— start GIVEN PASSAGE —

Thursday, January 22, 2015

Gelli™ Printing: Patterns with Peel-Away Masks

Create amazing patterns in your Gelli prints by printing layers with re-positionable, reusable, peel-away chevron masks! Watch this video and see how easy it is to print an intentional and complex layered pattern using peel-away masks from Hazel and Ruby!

What's special about this technique is the amount of control you have over your final print, and how easy it is to achieve it!

Hazel and Ruby have a wonderful, on-trend selection of durable, re-usable, peel-away masks in a variety of images, graphic elements and bold alphabets in great font styles. Their self-adhering stencil mask material is also available in solid sheets so you can cut your own (by hand or a die-cutting machine).

Instead of placing masks directly on the Gelli plate as we typically do, the H&R peel-off masks have a low-tack adhesive that allows you to apply them directly to your printing paper—exactly where you want!

The H&R mask images and letters are fairly large—perfect for using with the BIG 12"x14" Gelli plate! The paper I'm printing on is 9"x12" Strathmore Bristol—to create bleed (borderless) prints.

All you do is peel the mask off the clear plastic backing sheet, press it onto your paper where you want it placed—then roll out paint on your Gelli plate and print as usual! There's no need to be concerned about reversals.

After you pull your print, peel off the masks. They're reusable, so it's recommended that you replace the masks on their original backing sheet and clean them off right away. It's easy to wipe the masks clean with a baby wipe while the paint is still wet. As seen in the video, sometimes they stick to the Gelli plate. Not a problem! They peel right off.

The real fun starts when you print additional layers on previously masked prints! With these
masks, you have total control over the placement of one element over another! Pull a print and when it's dry, place more masks where you want to preserve the previous print image. When that's dry, you can pull another layer on your print. It's so exciting to pull off the masks and reveal the layered image!

The paints you use in layered prints have an important impact on the final print image. You can achieve beautiful colors by using thin applications of transparent paints on each layer. Golden Open Acrylic paints work especially well for this. My go-to palette for transparent pigments is Quinacridone Nickel Azo Gold, Quinacridone Magenta and Manganese Blue Hue. I love the clean colors they create when they're masked and layered!

— end GIVEN PASSAGE —
— start LISTING —

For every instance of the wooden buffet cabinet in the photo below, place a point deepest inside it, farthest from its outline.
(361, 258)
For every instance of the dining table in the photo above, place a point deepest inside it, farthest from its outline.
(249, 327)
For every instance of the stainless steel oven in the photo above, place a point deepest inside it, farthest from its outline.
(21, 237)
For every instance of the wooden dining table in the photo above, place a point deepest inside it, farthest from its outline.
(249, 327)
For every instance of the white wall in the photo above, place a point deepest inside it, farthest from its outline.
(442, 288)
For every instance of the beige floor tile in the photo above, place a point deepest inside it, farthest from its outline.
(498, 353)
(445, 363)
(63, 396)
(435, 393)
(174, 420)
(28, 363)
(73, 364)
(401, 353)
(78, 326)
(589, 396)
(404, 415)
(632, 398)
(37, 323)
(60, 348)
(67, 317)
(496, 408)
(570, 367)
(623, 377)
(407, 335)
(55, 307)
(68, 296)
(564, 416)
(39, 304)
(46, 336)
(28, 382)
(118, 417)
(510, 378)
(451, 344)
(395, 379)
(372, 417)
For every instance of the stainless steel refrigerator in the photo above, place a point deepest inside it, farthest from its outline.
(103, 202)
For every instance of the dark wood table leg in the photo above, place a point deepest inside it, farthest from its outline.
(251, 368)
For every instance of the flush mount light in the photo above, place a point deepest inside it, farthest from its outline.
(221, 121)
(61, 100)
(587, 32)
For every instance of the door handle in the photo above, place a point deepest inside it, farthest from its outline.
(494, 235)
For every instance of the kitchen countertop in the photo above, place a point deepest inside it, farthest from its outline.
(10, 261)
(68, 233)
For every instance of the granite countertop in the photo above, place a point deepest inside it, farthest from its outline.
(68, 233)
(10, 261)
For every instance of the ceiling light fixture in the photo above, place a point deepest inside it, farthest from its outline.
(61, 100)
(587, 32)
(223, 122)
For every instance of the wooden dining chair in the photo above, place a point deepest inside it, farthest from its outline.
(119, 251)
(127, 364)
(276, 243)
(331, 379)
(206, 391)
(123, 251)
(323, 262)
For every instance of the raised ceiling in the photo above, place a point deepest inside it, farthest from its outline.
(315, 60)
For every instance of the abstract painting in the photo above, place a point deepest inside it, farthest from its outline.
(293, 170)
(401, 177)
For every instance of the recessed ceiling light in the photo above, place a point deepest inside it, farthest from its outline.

— end LISTING —

TASKS FOR THIS EXERCISE:
1 – In the post on Gelli printing with peel-away masks, what paper is used to make bleed prints?
2 – According to the post on Gelli printing with peel-away masks, why should the masks be returned to their backing sheet and cleaned right after a print is pulled?
3 – Continue the post on Gelli printing with peel-away masks, picking up after its last sentence.

REPLIES:
1 – 9"x12" Strathmore Bristol.

2 – The masks are reusable, so the post recommends putting them back on their original backing sheet and cleaning them right away. They wipe clean easily with a baby wipe while the paint is still wet.

3 –
You can get a totally different effect using opaque paints vs. transparent paints. Here's an
example using various Golden Heavy Body opaque paint colors.

Using regular masks, it can be tricky to get precise placement when putting them on a painted plate. Being able to adhere your masks directly to the paper makes it simple! To get the effect in the print above, start with smaller circles. For each new layer, cover the previous printed circle image with a slightly larger circle mask.

So there you have it! Another way to create fascinating prints! Creating complex patterns from simple chevron masks can be just the beginning! These prints are a natural springboard for collage or doodling! This technique is great for everything from canvas wall art to journal pages, cards and more!


Winner is Judy H!
And here we go with another AWESOME giveaway!

This prize will have you making large layered, masked prints!

The prize kit includes:
1 - 12" x 14" Gelli Arts Gel Printing Plate
5 - Hazel and Ruby packages of Peel-Off Stencil Masks
3 - 4 oz. jars of Golden Open Acrylic paint
1 - 9" x 12" Strathmore Bristol pad - 20 sheets
1 - Speedball 4" Soft Rubber Pop-In Brayer

All those goodies—and one more FUN thing...
By request, we've taken our 'Addicted to Gelli' badge beyond the virtual realm and made it a reality! So we're adding our brand new pin-backed metal badge to this giveaway!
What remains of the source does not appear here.